_Objective:_
Render the listing from the line containing "3. Where in the image above is the bridge" through the line containing "[220, 196, 237, 224]", both included, as a Markdown table with columns headed "No." and "Text": number the lines in order under "No.", give each line under "Text", and leave out blank lines.
★ ★ ★ ★
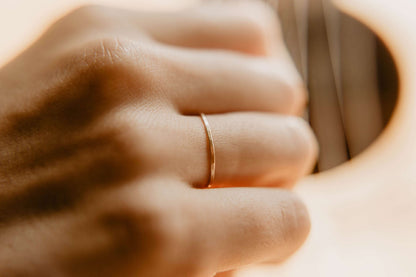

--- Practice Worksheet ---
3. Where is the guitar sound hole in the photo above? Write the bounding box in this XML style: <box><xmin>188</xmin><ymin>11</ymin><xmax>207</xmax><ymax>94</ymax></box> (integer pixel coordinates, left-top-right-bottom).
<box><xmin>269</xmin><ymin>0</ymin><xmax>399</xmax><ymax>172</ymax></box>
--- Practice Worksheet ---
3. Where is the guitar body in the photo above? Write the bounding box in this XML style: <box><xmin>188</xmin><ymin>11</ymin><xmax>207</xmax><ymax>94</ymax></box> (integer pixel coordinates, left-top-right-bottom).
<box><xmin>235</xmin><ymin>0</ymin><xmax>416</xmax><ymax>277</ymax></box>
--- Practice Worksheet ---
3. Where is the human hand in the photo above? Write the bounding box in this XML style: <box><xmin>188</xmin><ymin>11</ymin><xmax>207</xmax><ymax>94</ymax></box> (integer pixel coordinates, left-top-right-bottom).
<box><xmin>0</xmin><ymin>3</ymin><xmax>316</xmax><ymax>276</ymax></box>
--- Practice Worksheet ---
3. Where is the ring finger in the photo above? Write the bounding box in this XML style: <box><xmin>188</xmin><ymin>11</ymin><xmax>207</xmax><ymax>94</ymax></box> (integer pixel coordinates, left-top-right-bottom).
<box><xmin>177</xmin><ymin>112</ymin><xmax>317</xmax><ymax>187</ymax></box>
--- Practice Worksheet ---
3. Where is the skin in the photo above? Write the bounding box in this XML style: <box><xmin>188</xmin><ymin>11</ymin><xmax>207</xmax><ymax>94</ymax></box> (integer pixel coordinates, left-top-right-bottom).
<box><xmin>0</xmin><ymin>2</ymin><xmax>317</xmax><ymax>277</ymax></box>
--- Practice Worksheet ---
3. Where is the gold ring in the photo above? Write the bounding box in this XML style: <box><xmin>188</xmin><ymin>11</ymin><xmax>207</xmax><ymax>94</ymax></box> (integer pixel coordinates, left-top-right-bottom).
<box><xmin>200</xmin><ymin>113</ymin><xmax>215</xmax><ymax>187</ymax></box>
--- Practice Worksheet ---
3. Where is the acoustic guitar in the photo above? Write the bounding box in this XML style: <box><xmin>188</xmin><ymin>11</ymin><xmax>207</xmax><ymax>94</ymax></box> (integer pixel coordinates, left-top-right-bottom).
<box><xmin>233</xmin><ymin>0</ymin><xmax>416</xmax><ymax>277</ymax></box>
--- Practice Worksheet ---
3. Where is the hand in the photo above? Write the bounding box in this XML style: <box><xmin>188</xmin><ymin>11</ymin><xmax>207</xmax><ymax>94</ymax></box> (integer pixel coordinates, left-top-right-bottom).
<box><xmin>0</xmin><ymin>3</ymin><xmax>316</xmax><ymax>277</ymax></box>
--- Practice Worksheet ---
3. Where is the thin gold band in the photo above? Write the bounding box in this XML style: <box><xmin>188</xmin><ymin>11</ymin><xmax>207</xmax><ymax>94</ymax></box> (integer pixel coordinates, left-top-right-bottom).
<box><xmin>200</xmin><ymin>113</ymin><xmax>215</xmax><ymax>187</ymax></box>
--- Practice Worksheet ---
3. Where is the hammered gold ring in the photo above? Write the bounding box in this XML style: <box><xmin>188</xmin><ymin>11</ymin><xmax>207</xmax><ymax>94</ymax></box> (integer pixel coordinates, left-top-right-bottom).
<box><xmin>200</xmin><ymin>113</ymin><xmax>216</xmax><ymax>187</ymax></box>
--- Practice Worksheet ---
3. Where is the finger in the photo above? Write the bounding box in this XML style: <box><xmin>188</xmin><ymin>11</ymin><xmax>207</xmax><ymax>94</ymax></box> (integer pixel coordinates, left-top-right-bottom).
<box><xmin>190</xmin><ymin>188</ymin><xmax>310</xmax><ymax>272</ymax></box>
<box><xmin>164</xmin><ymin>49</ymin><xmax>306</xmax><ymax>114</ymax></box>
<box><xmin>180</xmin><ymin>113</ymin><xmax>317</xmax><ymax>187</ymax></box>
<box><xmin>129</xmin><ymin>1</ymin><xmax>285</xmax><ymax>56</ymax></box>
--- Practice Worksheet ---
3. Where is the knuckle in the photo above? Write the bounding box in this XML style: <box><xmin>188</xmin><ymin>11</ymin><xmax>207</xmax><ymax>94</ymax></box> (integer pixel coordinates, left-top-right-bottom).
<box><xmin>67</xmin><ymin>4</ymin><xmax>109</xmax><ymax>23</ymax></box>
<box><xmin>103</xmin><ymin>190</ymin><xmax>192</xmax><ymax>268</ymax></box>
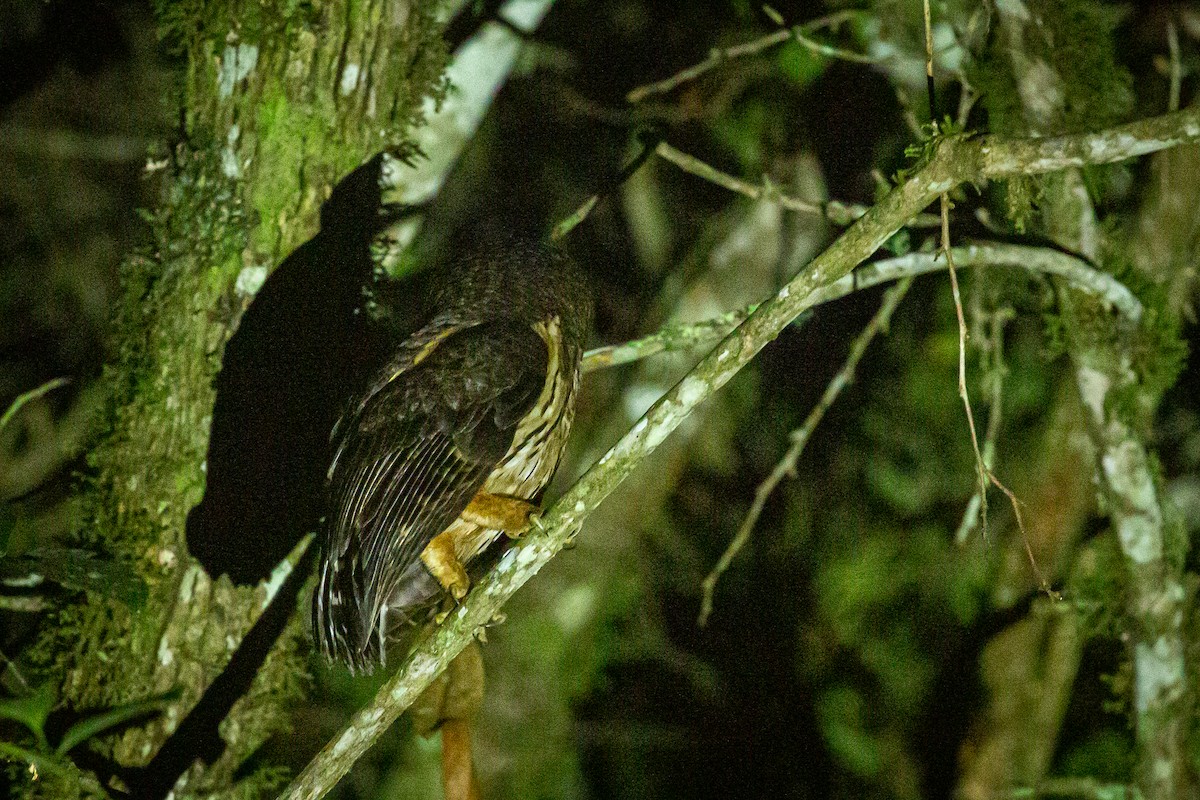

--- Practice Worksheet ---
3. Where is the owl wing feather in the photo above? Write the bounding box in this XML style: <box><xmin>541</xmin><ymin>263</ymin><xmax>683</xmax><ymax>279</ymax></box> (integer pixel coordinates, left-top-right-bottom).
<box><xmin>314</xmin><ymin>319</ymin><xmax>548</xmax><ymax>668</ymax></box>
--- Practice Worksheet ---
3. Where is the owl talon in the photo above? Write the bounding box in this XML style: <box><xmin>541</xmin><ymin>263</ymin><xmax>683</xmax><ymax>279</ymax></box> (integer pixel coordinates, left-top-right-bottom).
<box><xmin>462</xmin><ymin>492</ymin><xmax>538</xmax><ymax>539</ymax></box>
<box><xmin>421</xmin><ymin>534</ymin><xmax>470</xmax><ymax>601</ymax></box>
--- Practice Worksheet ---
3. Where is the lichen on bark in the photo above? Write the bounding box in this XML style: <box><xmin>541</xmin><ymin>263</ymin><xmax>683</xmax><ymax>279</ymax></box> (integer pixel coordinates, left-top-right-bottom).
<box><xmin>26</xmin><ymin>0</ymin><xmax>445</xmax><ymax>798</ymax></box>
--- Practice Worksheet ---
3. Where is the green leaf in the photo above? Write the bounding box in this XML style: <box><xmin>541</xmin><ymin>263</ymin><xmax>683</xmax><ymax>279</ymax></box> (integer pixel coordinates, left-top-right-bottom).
★ ★ ★ ★
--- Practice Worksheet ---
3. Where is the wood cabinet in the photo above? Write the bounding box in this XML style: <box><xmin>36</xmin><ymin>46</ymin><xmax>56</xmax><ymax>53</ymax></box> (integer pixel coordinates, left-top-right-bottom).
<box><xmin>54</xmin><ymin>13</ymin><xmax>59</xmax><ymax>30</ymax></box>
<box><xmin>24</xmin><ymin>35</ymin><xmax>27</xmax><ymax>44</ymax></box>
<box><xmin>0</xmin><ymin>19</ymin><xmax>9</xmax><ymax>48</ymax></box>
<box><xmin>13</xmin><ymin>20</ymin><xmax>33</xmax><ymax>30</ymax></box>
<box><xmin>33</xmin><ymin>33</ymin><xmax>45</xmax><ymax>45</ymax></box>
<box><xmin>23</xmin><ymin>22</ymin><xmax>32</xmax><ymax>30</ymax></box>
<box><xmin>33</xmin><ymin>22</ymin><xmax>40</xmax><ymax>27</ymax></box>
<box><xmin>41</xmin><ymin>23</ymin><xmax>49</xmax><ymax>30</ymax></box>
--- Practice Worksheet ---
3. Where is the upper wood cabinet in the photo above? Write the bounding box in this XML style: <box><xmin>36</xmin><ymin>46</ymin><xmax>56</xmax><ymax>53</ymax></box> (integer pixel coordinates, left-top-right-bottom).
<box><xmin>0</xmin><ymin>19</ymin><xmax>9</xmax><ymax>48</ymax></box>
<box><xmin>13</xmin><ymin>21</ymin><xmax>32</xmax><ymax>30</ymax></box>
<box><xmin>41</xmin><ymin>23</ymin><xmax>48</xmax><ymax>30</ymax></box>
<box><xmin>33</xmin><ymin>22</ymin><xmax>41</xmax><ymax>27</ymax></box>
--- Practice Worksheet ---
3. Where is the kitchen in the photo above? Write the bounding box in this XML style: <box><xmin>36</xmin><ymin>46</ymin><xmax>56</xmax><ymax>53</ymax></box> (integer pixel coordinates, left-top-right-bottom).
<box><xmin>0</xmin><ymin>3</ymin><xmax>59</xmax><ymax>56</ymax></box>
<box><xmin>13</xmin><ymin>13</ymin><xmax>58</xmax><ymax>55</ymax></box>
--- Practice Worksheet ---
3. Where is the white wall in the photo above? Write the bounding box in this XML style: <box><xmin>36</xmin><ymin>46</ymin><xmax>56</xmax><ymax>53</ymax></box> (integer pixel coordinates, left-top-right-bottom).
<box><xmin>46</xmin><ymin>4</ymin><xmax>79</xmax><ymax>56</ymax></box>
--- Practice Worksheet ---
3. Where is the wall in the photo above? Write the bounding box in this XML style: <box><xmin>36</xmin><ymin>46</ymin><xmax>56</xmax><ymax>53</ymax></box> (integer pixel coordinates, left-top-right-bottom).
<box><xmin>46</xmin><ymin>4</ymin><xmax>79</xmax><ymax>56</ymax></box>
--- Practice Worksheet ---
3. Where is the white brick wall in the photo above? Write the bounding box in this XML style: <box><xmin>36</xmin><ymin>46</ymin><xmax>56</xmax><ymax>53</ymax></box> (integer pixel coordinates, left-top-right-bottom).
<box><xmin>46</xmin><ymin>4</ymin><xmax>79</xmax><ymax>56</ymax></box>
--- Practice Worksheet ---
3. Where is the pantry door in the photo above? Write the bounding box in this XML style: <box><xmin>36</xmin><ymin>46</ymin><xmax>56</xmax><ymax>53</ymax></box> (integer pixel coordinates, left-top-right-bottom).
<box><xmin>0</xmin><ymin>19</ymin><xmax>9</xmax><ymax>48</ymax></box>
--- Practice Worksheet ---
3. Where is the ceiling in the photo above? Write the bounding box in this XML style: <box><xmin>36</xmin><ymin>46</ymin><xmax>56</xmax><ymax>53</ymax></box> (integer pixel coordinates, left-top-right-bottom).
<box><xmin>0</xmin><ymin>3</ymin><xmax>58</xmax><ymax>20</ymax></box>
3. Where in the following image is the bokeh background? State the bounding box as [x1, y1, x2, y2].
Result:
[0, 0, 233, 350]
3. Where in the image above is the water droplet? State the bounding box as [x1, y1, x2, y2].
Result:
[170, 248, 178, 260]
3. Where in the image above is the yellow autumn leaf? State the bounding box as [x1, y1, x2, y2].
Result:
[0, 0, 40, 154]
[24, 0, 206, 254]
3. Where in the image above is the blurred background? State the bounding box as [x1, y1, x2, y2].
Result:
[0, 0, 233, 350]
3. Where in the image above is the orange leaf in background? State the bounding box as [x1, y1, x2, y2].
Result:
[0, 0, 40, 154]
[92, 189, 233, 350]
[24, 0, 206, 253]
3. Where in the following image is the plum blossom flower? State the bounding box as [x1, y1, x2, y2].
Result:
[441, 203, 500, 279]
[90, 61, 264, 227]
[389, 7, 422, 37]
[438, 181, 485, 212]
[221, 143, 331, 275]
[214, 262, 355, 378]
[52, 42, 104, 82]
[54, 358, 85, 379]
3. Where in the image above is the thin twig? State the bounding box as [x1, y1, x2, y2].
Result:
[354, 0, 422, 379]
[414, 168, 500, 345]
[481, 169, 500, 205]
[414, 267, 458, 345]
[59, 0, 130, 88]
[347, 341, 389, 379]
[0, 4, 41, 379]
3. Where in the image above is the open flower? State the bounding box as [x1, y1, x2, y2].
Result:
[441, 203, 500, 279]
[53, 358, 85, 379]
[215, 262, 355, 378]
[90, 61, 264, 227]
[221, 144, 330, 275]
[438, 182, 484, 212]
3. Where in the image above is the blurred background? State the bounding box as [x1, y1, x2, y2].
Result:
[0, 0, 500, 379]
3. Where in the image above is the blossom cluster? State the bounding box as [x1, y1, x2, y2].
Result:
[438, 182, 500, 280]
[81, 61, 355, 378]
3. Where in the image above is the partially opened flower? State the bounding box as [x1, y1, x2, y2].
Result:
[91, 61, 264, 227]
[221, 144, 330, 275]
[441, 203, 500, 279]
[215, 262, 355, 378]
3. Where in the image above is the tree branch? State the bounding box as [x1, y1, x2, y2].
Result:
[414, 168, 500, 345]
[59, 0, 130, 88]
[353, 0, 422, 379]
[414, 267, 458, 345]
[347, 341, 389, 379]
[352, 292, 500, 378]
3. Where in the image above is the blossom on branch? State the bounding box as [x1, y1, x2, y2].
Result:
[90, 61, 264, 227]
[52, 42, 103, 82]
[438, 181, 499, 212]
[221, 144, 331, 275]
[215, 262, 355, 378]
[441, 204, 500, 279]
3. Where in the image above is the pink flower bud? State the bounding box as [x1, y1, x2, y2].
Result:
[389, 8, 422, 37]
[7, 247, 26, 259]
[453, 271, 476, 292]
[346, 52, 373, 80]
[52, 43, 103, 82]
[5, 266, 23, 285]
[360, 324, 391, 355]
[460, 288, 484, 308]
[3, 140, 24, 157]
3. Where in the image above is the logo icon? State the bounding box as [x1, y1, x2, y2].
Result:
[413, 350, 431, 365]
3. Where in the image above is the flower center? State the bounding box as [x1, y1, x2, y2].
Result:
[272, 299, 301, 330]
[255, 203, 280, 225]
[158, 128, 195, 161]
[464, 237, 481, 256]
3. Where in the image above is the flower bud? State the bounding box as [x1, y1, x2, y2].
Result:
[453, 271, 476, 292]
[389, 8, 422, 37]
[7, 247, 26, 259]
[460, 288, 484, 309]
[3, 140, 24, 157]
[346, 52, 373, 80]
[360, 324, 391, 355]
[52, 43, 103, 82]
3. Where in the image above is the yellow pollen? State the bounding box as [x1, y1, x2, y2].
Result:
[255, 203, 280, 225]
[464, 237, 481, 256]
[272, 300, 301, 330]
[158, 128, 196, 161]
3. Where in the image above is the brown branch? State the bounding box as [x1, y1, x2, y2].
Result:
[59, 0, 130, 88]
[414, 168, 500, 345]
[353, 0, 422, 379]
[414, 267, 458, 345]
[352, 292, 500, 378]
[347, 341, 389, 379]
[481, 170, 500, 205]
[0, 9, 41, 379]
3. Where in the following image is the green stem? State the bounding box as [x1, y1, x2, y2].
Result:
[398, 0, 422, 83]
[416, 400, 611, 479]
★ ★ ★ ★
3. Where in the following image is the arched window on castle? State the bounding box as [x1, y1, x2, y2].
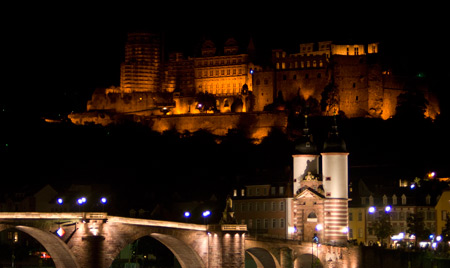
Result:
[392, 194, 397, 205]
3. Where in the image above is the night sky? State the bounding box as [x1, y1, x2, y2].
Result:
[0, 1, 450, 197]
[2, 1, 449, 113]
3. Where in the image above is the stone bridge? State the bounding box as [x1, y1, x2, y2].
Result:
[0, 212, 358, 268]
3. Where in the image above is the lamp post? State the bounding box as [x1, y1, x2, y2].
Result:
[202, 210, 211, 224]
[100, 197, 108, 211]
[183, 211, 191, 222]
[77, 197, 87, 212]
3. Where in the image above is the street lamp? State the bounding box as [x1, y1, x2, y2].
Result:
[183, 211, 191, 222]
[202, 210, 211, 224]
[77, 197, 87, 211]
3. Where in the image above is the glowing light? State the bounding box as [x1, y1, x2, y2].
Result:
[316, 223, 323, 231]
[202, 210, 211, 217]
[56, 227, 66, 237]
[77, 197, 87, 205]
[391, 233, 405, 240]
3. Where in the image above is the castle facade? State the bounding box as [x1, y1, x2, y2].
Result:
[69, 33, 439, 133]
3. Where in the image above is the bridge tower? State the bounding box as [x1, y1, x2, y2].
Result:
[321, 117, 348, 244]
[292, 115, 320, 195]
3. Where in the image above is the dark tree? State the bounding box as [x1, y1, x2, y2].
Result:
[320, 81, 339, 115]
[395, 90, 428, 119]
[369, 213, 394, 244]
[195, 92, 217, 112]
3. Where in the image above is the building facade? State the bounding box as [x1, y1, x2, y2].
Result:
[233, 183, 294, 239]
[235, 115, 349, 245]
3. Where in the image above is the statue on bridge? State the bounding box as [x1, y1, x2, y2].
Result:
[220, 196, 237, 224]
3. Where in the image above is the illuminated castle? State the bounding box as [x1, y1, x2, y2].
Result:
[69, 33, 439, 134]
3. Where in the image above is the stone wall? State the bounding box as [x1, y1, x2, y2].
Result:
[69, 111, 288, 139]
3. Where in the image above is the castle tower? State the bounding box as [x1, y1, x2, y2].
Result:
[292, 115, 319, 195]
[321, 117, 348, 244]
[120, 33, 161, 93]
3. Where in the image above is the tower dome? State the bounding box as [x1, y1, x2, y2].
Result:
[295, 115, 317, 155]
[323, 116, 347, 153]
★ ★ ★ ★
_Response to this task:_
| No. | Text |
|---|---|
| 1 | 3. Where in the image above is the bridge tower? State the bounding box as [x1, y1, x2, y2]. |
| 2 | Result: |
| 3 | [321, 117, 348, 244] |
| 4 | [292, 115, 320, 195] |
| 5 | 3. Where in the image above is the dark tree? State the bounding box as [x1, y1, x2, y2]. |
| 6 | Result: |
| 7 | [320, 81, 339, 115] |
| 8 | [395, 90, 428, 119] |
| 9 | [369, 213, 394, 244] |
| 10 | [195, 92, 217, 112] |
| 11 | 3. Where in the image above is the building facade? State the bounding box as [x1, y1, x2, y2]. |
| 12 | Result: |
| 13 | [233, 183, 294, 239] |
| 14 | [235, 115, 349, 245] |
| 15 | 3. Where in the image above is the statue on bridge? State the bounding box as [x1, y1, x2, y2]. |
| 16 | Result: |
| 17 | [220, 196, 237, 224] |